**Selected extract:**
◆ ◆ ◆
HC Deb 10 November 1998 vol 319 cc135-7
7. Mr. Nigel Beard (Bexleyheath and Crayford)

If he will make a statement on progress in establishing a system of medically auditing the effectiveness of various therapies employed in the NHS. [57355]

The Minister of State, Department of Health (Mr. Alan Milburn)

In July we published "A First Class Service" which set our plans to establish the new national institute for clinical excellence early next year.

For the first time, NHS professional staff and their patients will be able to look to a single authoritative source for clear guidance about the effectiveness of therapies.

Mr. Beard

I welcome my right hon. Friend's answer and the long overdue steps that are now being taken to disseminate best practice throughout the national health service with the national institute for clinical excellence and the Commission for Health Improvement. Does my hon. Friend agree that the rapid development of medically relevant biotechnology is now likely to provide new therapies that mimic the body's own biochemical processes, allowing the early diagnosis of disease and providing indications of predisposition to disease in certain circumstances, all of which are likely to revolutionise medical practice? Can my right hon. Friend assure the House that new arrangements for medical audit will promote the early introduction of those innovations into the NHS and that there will be the fullest collaboration between the NHS and British companies and research organisations to progress those new developments towards medical use?
◆ ◆ ◆
**Record excerpts:**
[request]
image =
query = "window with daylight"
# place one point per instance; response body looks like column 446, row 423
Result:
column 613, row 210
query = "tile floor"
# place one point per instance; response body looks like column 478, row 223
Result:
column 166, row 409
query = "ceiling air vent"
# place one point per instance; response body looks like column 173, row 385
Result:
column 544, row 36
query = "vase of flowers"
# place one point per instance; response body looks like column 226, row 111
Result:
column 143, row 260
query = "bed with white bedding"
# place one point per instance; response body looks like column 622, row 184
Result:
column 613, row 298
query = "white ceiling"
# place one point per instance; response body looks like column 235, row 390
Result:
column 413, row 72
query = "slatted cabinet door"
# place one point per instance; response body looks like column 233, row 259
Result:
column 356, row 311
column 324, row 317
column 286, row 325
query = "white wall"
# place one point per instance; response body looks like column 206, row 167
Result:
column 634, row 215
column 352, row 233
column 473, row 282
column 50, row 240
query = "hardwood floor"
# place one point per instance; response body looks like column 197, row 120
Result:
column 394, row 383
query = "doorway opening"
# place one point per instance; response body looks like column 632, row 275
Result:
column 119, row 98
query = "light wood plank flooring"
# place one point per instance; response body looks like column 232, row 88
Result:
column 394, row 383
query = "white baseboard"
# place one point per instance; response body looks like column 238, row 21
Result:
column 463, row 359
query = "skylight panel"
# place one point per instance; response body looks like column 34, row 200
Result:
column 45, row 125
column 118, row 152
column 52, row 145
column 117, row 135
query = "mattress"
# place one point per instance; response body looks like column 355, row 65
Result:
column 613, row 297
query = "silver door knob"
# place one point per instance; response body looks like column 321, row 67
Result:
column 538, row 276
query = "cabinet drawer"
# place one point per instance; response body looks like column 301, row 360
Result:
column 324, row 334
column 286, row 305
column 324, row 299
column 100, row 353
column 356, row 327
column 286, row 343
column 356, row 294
◆ ◆ ◆
**Work request 1:**
Reproduce the portion of the parliamentary exchange on NHS therapies between "The Minister of" and "effectiveness of therapies.", inclusive, substituting "reliable" for "authoritative".
**Work request 2:**
Answer the following questions from the parliamentary exchange on NHS therapies.
(a) Which constituency does Mr. Nigel Beard represent?
(b) What document was published in July setting out the plans for the new national institute?
(c) Besides the national institute for clinical excellence, which body does Mr. Beard name in connection with disseminating best practice?

**Response 1:**
The Minister of State, Department of Health (Mr. Alan Milburn)

In July we published "A First Class Service" which set our plans to establish the new national institute for clinical excellence early next year.

For the first time, NHS professional staff and their patients will be able to look to a single reliable source for clear guidance about the effectiveness of therapies.

**Response 2:**
(a) Bexleyheath and Crayford.
(b) "A First Class Service".
(c) The Commission for Health Improvement.